**Excerpt provided:**
☆ ☆ ☆ ☆

A-TEEM–A Fantastic Spectroscopy that Rivals Raman

This month, I am going to talk about a different spectroscopy that rivals Raman in its usefulness. A-TEEM stands for Absorption, Transmission, Excitation/Emission Matrix Fluorescence. While it does not give direct information on the structure of a molecule, its value lies in its ability to detect subtle changes in structure due to changes in conformation of large organic molecules or changes in interactions with other molecules. While this is not a technology with which I have been directly involved, I have been impressed with its potential and thought this column would be a good place to share my thoughts.

I was first exposed to emission matrix spectra (EEM) while still at the Johnson Foundation during the dark ages of my career. I thought it was neat that you could simultaneously visualize the excitation and emission of the fluorescence by plotting on a two-dimensional figure. But, thinking about this measurement, I realized that there is an essential problem to the measurement.

☆ ☆ ☆ ☆

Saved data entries
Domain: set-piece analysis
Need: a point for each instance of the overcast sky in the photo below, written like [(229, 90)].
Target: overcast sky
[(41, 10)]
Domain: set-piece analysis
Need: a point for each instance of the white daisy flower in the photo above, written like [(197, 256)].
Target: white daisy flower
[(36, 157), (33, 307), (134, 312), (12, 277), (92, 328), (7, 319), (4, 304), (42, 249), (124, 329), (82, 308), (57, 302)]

☆ ☆ ☆ ☆

**To-do list:**
**A.** From the article on A-TEEM spectroscopy, output the passage that opens with the words containing "A-TEEM–A Fantastic Spectroscopy" and closes with "share my thoughts.".
**B.** Write the next part of the article on A-TEEM spectroscopy, picking up after its final sentence.
The data stands apart from the article on A-TEEM spectroscopy.

**Results for each task:**
**A.**
A-TEEM–A Fantastic Spectroscopy that Rivals Raman

This month, I am going to talk about a different spectroscopy that rivals Raman in its usefulness. A-TEEM stands for Absorption, Transmission, Excitation/Emission Matrix Fluorescence. While it does not give direct information on the structure of a molecule, its value lies in its ability to detect subtle changes in structure due to changes in conformation of large organic molecules or changes in interactions with other molecules. While this is not a technology with which I have been directly involved, I have been impressed with its potential and thought this column would be a good place to share my thoughts.

**B.**
Normally, the measurement is done in a cuvette where the exciting light travels through in one direction (from left to right in Figure 1), and the emitting light comes out at 90° (moving in the upwards direction on the page). Now, let’s think about what is happening as the light goes through the sample. Because we are doing a fluorescence measurement, the sample is absorbing light at the excitation wavelengths. That means that, as the light passes through the cuvette, excitation intensity decreases, and consequently, the fluorescence intensity will decrease. There is the additional possibility that the emitted light can also be absorbed before exiting the sample, depending on whether there is overlap between the absorption and emission spectra. What can the analyst do? In the past, the recommendation was to measure dilute samples so these effects would be small. But there is now a correction for the inner filter effect (IFE) where the absorption and transmission spectra can be measured on the same instrument to compensate for these effects. That is A-TEEM, and both hardware and software are currently available to make the corrections (1).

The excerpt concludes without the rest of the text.